> [BRIEF]: Please write out all of these rows again, swapping "Target" for "Object" wherever it occurs and keeping everything else the same. Leave the pictures out.

> [Data listing]:
•••••
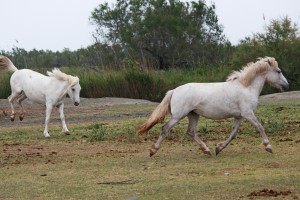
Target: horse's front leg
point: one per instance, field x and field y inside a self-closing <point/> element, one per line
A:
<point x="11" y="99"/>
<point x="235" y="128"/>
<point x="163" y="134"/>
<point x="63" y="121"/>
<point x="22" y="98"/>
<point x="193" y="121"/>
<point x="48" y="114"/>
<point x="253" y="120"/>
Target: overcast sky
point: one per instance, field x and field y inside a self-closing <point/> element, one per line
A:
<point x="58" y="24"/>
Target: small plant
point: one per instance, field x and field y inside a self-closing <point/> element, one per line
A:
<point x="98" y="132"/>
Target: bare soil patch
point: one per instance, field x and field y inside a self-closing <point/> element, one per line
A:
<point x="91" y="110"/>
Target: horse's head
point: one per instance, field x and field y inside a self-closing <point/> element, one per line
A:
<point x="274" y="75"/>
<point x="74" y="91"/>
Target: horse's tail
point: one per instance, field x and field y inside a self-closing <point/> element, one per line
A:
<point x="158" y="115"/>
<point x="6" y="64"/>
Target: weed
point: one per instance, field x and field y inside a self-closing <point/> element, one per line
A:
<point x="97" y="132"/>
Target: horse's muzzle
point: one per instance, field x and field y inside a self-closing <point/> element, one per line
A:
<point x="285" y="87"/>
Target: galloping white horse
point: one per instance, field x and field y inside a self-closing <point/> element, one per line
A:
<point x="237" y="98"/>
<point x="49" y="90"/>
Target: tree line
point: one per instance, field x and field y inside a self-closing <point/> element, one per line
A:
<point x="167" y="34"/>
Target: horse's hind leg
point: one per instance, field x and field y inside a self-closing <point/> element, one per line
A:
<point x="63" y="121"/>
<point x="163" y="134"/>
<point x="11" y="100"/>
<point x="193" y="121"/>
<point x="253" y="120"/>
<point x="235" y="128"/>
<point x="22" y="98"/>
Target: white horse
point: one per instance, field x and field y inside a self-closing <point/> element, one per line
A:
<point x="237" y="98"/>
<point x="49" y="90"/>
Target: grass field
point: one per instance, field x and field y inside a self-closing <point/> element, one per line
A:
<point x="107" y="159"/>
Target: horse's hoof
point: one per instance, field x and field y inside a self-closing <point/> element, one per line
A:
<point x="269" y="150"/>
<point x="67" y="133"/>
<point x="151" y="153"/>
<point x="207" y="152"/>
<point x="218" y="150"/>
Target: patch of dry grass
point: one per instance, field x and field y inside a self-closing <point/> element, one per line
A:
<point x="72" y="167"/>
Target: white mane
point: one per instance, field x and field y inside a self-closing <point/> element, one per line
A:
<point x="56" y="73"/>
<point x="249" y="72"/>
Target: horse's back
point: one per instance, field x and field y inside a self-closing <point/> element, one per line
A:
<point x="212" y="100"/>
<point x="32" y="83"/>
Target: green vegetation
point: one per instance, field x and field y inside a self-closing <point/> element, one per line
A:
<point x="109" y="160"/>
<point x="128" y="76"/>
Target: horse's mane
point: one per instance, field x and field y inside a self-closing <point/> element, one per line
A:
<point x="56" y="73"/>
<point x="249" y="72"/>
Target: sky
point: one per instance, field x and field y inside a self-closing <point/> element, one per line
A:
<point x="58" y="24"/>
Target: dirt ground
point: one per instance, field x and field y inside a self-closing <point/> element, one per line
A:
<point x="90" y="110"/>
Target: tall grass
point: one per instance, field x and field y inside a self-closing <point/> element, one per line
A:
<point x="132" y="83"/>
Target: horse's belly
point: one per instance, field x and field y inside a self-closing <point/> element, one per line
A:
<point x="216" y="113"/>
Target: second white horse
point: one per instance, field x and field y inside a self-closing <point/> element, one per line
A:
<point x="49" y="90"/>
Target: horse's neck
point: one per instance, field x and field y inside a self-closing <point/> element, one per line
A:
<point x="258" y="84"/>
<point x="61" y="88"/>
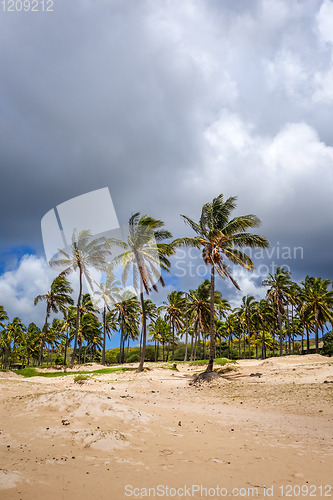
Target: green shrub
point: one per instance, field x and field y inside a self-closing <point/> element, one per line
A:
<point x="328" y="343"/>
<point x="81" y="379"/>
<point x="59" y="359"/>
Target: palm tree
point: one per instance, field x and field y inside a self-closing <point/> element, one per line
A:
•••••
> [ANSWER TO THIS PROBLEM]:
Object: horse's front leg
point: one per instance, field x and field y inside a self-closing <point/> element, one per line
A:
<point x="11" y="99"/>
<point x="235" y="128"/>
<point x="163" y="134"/>
<point x="63" y="121"/>
<point x="22" y="98"/>
<point x="193" y="121"/>
<point x="48" y="114"/>
<point x="253" y="120"/>
Object: overcast sky
point: one per instance, field x and field y inside a self-closing <point/> element, one per line
A:
<point x="58" y="24"/>
Object: small plant
point: one per instance, field x and field y inside a self-closing <point/> element, one per line
A:
<point x="98" y="132"/>
Object: bare soil patch
point: one per instance, field x and field y inside a self-closing <point/> element, one per line
A:
<point x="91" y="110"/>
Object: horse's head
point: one per instance, field x and field y inside a self-closing <point/> element, one per line
A:
<point x="274" y="75"/>
<point x="74" y="91"/>
Object: horse's tail
point: one per instance, field x and field y inside a self-closing <point/> element, one per line
A:
<point x="158" y="115"/>
<point x="6" y="64"/>
Object: weed
point: one per instance, field x and field y inside a self-closing <point/> element, one per line
A:
<point x="97" y="132"/>
Object: horse's muzzle
point: one per instance, field x and field y inside a self-closing <point/> element, one per line
A:
<point x="285" y="87"/>
Object: galloping white horse
point: one per instance, field x and field y inside a self-closing <point/> element, one per line
A:
<point x="237" y="98"/>
<point x="49" y="90"/>
Object: tree line
point: one per instance, field x and field y inside a self-closing <point/> element, one per line
A:
<point x="167" y="34"/>
Object: horse's hind leg
point: one per instance, field x and field y inside a self-closing <point/> element, one per line
A:
<point x="63" y="121"/>
<point x="163" y="134"/>
<point x="11" y="100"/>
<point x="193" y="121"/>
<point x="253" y="120"/>
<point x="235" y="128"/>
<point x="22" y="98"/>
Object: white horse
point: one per instance, field x and field y inside a self-closing <point/> element, one per line
A:
<point x="237" y="98"/>
<point x="49" y="90"/>
Object: grass field
point: one per instance, field x and field y inside a self-closing <point/> element, one per line
A:
<point x="107" y="159"/>
Object: horse's hoof
point: one per instance, field x and field y inside a self-closing <point/> element, one per line
A:
<point x="269" y="150"/>
<point x="67" y="133"/>
<point x="151" y="153"/>
<point x="207" y="152"/>
<point x="218" y="150"/>
Object: patch of dry grass
point: one per instance, field x and field y inside a self-closing <point/> element, one per line
A:
<point x="72" y="167"/>
Object: white mane
point: one per instance, field x and field y inside a self-closing <point/> element, one per line
A:
<point x="56" y="73"/>
<point x="249" y="72"/>
Object: horse's back
point: one per instance, field x and field y inside a self-closing <point/> element, one per line
A:
<point x="212" y="100"/>
<point x="32" y="83"/>
Object: green vegetation
point: one per instance, field x and field y inside a self-closing <point/> element, one per line
A:
<point x="109" y="160"/>
<point x="128" y="76"/>
Object: horse's mane
point: one per instance, field x and field y inside a self-closing <point/> element, one per line
A:
<point x="56" y="73"/>
<point x="249" y="72"/>
Object: sky
point: one per instance, field x and field y inside a self-closing <point/> element, one per line
A:
<point x="58" y="24"/>
Object: dirt ground
point: one per instance, field x and field y inside a self-closing <point/> element, one per line
A:
<point x="90" y="110"/>
Object: tall grass
point: one per instance, field x and field y inside a self-closing <point/> element, one per line
A:
<point x="132" y="83"/>
Object: horse's belly
point: one per instance, field x and field y inside a self-closing <point/> element, one per line
A:
<point x="216" y="113"/>
Object: second white horse
point: one per instance, field x and field y inside a self-closing <point/> element, one per line
A:
<point x="49" y="90"/>
Object: horse's neck
point: one per instance, field x and field y inside a self-closing <point/> element, one per line
A:
<point x="258" y="84"/>
<point x="61" y="88"/>
Object: green shrub
point: one per instance, field x and field y inside a self-closing <point/> element, one per line
A:
<point x="328" y="343"/>
<point x="81" y="379"/>
<point x="59" y="359"/>
Object: palm tree
point: one per instance, field x and field y inside a self-closing <point/> element, one per line
A:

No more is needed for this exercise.